__INSTRUCTIONS TO FOLLOW__
Can you give every line of the entries below as a JSON list of strings, one string per line, with blank lines left out?

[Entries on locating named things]
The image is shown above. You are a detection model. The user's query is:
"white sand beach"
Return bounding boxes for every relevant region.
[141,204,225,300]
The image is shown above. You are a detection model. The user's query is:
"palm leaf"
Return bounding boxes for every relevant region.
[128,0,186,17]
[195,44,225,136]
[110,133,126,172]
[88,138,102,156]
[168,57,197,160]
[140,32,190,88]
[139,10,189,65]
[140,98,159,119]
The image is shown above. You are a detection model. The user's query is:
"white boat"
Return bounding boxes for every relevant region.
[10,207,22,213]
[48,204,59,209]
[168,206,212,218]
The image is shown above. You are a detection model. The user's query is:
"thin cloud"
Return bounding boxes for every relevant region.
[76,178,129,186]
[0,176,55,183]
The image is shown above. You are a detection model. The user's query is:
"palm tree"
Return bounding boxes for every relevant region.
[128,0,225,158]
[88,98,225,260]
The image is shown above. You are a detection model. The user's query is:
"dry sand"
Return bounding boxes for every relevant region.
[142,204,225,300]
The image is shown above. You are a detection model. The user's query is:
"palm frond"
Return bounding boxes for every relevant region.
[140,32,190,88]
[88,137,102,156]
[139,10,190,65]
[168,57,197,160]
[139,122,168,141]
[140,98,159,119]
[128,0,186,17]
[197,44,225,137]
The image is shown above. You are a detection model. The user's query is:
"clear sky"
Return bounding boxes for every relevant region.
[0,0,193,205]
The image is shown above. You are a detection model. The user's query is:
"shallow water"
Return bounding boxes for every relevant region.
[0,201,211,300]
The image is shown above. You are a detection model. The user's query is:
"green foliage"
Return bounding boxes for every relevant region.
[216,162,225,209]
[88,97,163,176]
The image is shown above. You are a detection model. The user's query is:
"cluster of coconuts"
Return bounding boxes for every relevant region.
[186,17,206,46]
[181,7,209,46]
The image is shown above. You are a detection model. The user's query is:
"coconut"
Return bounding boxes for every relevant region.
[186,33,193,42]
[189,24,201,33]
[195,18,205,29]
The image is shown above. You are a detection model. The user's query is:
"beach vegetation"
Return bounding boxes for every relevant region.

__SOLVED EXERCISE__
[
  "The image is shown above. You are a detection model. The user's query is:",
  "\"white sand beach\"",
  "Return bounding boxes for every relevant region.",
  "[141,204,225,300]",
  "The image is shown above. You are a detection model. The user's query is:",
  "\"palm leaf\"",
  "Return bounding boxes for every relevant region.",
  "[128,0,186,17]",
  "[195,44,225,136]",
  "[110,133,126,172]",
  "[88,138,102,156]",
  "[168,57,197,160]",
  "[140,32,190,88]",
  "[139,10,189,65]",
  "[140,98,159,119]",
  "The image is shown above. You are a detection model. The user's query is:",
  "\"white boat\"",
  "Return bounding boxes for every relevant region.",
  "[10,207,22,213]",
  "[48,204,59,209]",
  "[168,206,212,218]",
  "The image is shown above. You are a detection model. The user's query is:",
  "\"thin cloud\"",
  "Return bounding boxes for every relevant region.",
  "[76,178,129,186]",
  "[0,176,55,183]",
  "The image is shown above. You are a detection model. The user's query is:",
  "\"palm tree\"",
  "Return bounding boxes for every relevant region.",
  "[128,0,225,158]",
  "[88,98,225,260]",
  "The image is shown above. You are a detection model. The user's query is:",
  "\"dry sand\"",
  "Return bounding boxes for every relevant region.",
  "[142,204,225,300]",
  "The image is shown above. You are a detection model. The user's query is:",
  "\"palm frond\"",
  "Return bounding boxes for every relevant region.",
  "[140,32,190,88]",
  "[88,137,102,156]",
  "[139,10,190,65]",
  "[168,57,197,160]",
  "[139,122,168,141]",
  "[140,98,159,119]",
  "[128,0,186,17]",
  "[197,44,225,137]",
  "The image is shown above. You are a detection model. The user's query is:",
  "\"clear sky\"",
  "Return bounding boxes for every relevant region.",
  "[0,0,193,205]",
  "The image is shown above. You are a detection model. The user's query is:",
  "\"shallow water\"",
  "Return bounding boxes for every relevant region.",
  "[0,201,211,300]",
  "The image is shown above. You are a detection model. The user's query is:",
  "\"green foliage\"",
  "Return bounding boxes for every relevant region.",
  "[216,162,225,209]",
  "[88,97,163,176]",
  "The image is shown above. You are a detection model. The user's query is:",
  "\"cluster of coconuts\"",
  "Return bounding boxes for every relevant region.",
  "[186,17,206,46]",
  "[181,7,209,46]",
  "The image is shown above. You are a detection model. The user's query is:",
  "\"coconut\"",
  "Return bounding boxes for every relevant region.",
  "[186,33,193,42]",
  "[189,24,201,33]",
  "[195,18,205,29]",
  "The image is shown above. You are a detection model. The user's query is:",
  "\"beach vegetation\"",
  "Return bounding boxes for every relevant region."
]